### TRECHO DO TEXTO

::::::

O Estado de S. Paulo
Em um sistema fragmentado, ameaças à Corte fazem barulho, mas não viram ação
O STF tem sido alvo recorrente de críticas. Parlamentares defendem o indiciamento de ministros. Políticos de oposição acusam a Corte de ser “intocável”. O tom do debate público subiu — e a pressão política, ao menos no discurso, parece crescente.
Mas o comportamento recente do STF aponta em outra direção. Em vez de recuar, a Corte avança. Diante das críticas, ministros não apenas reafirmam suas posições, como ampliam o escopo de suas decisões — como evidenciado pela solicitação de inclusão de novos atores políticos no inquérito das fake news e pela continuidade de investigações sensíveis.
À primeira vista, esse movimento pode parecer
arriscado. Em democracias, supremas cortes dependem, em última instância, da
disposição dos outros poderes de respeitar suas decisões. Ao tensionar esse
equilíbrio, o STF não estaria aumentando o risco de retaliação?
O Brasil combina presidencialismo com
multipartidarismo extremo e forte fragmentação política. Nenhuma força política
— nem no Executivo, nem no Legislativo — detém maioria para impor, sozinha,
mudanças relevantes nas regras do jogo.
Reformas que afetem e/ou diminuam os poderes
do Judiciário, especialmente o STF, exigem coordenação ampla, estável e custosa
entre múltiplos atores com interesses divergentes. Esse é o ponto central: o
custo de coordenação para retaliar o Supremo é extraordinariamente alto – por
vezes impagável.
Não basta haver insatisfação difusa. É
preciso alinhar preferências, construir coalizões e sustentar acordos ao longo
do tempo. Em um ambiente marcado por competição intensa, baixa disciplina
partidária e incentivos eleitorais descentralizados, essa coordenação tende a
falhar.
Os ministros do STF, juízes e promotores
sabem disso. E ajustam seu comportamento a esse contexto. Ao perceberem que a
probabilidade de uma retaliação institucional efetiva é baixa, o custo de
decisões mais assertivas diminui. O risco existe no plano retórico, mas não se
materializa no plano institucional.
É nesse sentido que o Supremo “dobra a
aposta”. Não por ausência de cálculo, mas exatamente pelo contrário. Isso não
significa que o STF seja imune a pressões. Tampouco implica que o atual
equilíbrio seja estável no longo prazo.
Mas, no curto prazo, a combinação entre fragmentação política e altos custos de coordenação cria um ambiente em que ameaças ao Supremo têm pouco efeito prático. No Brasil, o problema não é a falta de disposição para reagir ao STF. É a incapacidade de fazê-lo. E enquanto esse for o caso, a tendência é clara: diante do barulho, a Corte não recua — ela avança.

::::::

### DADOS DO EXERCÍCIO
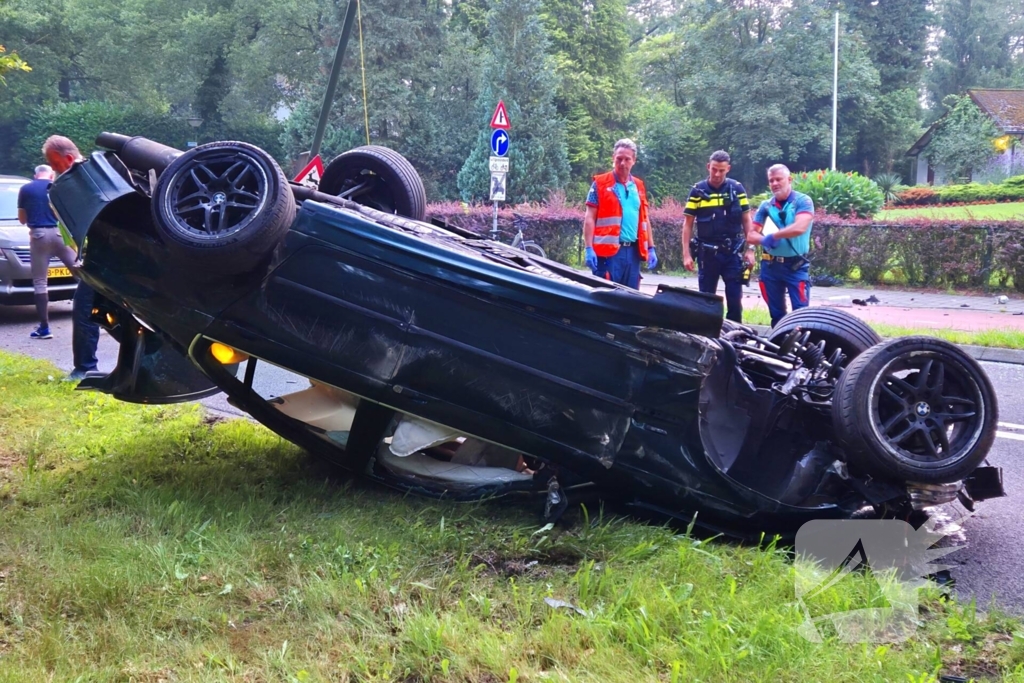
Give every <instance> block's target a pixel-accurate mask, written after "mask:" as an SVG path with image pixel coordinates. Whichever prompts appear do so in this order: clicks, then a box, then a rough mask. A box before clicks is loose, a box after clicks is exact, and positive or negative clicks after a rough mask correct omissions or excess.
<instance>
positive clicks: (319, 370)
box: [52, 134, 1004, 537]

::::::

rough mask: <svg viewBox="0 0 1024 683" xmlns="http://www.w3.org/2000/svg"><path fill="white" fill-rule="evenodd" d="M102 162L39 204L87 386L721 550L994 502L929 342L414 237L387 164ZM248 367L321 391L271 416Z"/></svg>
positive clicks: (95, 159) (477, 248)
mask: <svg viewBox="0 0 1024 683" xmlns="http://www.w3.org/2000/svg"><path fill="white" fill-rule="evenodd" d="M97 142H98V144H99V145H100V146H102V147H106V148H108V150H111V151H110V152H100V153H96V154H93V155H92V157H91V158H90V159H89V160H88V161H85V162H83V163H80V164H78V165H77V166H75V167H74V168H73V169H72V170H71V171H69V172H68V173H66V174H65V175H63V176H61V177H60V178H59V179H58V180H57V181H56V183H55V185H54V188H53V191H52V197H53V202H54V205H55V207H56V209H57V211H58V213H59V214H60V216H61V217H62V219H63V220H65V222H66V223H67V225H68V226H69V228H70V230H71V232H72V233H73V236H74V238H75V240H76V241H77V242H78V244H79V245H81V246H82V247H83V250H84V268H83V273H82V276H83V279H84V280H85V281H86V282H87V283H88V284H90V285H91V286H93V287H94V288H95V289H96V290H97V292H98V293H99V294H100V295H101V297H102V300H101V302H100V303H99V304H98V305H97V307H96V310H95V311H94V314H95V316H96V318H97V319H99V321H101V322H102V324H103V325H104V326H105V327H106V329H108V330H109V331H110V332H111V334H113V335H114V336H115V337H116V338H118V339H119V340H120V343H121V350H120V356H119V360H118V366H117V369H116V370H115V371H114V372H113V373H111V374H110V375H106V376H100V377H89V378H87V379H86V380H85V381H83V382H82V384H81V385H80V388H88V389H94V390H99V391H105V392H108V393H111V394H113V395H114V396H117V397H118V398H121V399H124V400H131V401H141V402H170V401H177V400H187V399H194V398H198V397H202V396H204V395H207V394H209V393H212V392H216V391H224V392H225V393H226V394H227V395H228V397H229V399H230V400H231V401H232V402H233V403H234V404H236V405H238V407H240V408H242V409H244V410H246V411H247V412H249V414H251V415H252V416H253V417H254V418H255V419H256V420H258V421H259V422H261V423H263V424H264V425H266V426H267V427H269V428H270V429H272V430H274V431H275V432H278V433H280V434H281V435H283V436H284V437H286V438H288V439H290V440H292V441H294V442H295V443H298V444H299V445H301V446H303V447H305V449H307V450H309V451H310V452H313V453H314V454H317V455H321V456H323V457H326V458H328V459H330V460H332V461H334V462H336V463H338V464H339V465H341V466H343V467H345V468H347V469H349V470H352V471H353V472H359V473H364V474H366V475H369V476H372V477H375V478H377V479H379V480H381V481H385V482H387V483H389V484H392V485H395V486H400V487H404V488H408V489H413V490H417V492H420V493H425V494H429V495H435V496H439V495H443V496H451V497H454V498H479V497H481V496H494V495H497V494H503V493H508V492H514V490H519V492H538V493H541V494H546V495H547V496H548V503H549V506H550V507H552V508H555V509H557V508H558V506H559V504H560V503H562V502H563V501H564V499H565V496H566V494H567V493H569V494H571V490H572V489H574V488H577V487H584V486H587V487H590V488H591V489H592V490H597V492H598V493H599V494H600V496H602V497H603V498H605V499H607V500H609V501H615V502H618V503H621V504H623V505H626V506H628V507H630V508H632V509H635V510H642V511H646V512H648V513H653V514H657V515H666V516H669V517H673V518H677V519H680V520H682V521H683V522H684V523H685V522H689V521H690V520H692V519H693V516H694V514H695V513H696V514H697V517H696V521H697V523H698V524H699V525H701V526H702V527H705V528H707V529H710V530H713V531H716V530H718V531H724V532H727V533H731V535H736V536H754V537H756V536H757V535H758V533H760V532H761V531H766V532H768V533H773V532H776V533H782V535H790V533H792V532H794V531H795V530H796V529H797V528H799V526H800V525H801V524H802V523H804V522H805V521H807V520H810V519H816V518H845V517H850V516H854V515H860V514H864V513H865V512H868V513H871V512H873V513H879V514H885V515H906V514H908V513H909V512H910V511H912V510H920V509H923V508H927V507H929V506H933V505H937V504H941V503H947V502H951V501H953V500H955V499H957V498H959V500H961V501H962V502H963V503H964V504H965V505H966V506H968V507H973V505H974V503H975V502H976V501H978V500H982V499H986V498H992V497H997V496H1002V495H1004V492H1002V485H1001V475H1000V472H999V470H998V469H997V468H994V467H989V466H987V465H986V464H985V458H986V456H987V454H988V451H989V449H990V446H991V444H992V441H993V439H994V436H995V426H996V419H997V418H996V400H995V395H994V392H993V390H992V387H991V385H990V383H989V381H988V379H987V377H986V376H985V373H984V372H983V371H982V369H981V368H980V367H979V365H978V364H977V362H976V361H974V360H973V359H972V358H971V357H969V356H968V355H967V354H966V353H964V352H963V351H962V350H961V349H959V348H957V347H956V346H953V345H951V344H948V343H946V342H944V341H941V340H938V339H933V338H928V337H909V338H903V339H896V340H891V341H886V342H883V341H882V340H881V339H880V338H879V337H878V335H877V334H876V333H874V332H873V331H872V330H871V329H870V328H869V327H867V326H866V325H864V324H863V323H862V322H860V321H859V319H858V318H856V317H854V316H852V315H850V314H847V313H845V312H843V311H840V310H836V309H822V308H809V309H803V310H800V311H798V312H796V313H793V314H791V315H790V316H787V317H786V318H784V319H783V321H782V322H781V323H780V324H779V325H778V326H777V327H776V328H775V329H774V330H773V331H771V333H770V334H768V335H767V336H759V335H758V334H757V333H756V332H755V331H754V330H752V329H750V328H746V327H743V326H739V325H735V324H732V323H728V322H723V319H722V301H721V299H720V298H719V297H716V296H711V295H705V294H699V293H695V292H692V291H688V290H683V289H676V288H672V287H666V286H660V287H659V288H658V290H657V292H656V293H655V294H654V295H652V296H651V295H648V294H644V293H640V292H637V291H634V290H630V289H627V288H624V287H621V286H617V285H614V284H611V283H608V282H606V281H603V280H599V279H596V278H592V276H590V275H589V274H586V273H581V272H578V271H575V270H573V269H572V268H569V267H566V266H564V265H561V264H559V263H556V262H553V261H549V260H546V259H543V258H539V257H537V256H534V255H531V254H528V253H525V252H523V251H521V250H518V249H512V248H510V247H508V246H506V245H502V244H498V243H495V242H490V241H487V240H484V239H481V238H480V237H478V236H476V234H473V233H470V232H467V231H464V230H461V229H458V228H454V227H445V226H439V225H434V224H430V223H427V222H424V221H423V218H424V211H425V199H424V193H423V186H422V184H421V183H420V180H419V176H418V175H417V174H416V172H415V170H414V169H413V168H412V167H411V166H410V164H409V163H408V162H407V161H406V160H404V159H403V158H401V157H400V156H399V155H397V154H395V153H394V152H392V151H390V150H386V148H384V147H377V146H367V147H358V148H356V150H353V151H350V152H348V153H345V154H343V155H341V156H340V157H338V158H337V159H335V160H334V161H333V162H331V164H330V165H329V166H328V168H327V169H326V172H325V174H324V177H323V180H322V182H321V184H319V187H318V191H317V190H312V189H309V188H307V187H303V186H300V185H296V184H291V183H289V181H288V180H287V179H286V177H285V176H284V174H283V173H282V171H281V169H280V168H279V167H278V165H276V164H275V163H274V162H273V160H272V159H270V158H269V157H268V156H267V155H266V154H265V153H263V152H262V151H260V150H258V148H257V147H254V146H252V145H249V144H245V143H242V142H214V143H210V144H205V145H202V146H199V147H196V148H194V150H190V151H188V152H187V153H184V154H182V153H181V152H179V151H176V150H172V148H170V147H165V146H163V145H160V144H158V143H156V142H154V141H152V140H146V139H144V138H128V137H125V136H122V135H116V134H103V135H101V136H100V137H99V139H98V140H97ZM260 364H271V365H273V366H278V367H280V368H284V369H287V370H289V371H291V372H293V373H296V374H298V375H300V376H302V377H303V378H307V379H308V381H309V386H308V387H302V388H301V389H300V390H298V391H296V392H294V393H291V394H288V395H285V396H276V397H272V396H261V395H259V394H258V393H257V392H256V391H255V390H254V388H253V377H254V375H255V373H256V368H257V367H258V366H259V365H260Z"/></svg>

::::::

### ENUNCIADO
Transcreva o trecho do texto sobre o STF a partir da passagem que contém "Mas o comportamento" e pare logo depois de "regras do jogo.".

### RESPOSTA DO EXERCÍCIO
Mas o comportamento recente do STF aponta em outra direção. Em vez de recuar, a Corte avança. Diante das críticas, ministros não apenas reafirmam suas posições, como ampliam o escopo de suas decisões — como evidenciado pela solicitação de inclusão de novos atores políticos no inquérito das fake news e pela continuidade de investigações sensíveis.
À primeira vista, esse movimento pode parecer
arriscado. Em democracias, supremas cortes dependem, em última instância, da
disposição dos outros poderes de respeitar suas decisões. Ao tensionar esse
equilíbrio, o STF não estaria aumentando o risco de retaliação?
O Brasil combina presidencialismo com
multipartidarismo extremo e forte fragmentação política. Nenhuma força política
— nem no Executivo, nem no Legislativo — detém maioria para impor, sozinha,
mudanças relevantes nas regras do jogo.